• **TASK PROMPT**: Please give these records again, replacing "car" with "bicycle" and leaving everything else unchanged.

(A run of records)
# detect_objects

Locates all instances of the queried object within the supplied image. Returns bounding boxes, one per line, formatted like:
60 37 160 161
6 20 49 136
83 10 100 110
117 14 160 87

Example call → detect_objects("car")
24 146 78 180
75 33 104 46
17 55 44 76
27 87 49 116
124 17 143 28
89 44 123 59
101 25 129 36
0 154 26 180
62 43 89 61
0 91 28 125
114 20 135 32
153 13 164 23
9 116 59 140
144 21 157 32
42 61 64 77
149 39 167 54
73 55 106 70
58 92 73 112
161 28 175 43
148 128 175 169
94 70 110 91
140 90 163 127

• **WORKED ANSWER**:
# detect_objects

Locates all instances of the queried object within the supplied image. Returns bounding boxes, one per line, formatted like:
60 37 160 161
6 20 49 136
83 10 100 110
117 14 160 87

Example call → detect_objects("bicycle")
24 146 78 180
75 33 104 46
17 55 44 76
27 87 49 116
124 17 143 28
89 44 123 59
101 25 129 36
0 154 26 180
62 43 89 61
0 91 28 125
114 20 135 32
153 13 164 23
9 116 59 140
144 21 157 32
42 61 64 77
149 39 167 54
73 55 106 70
58 92 73 112
161 28 175 43
148 128 175 169
94 70 110 91
140 90 163 127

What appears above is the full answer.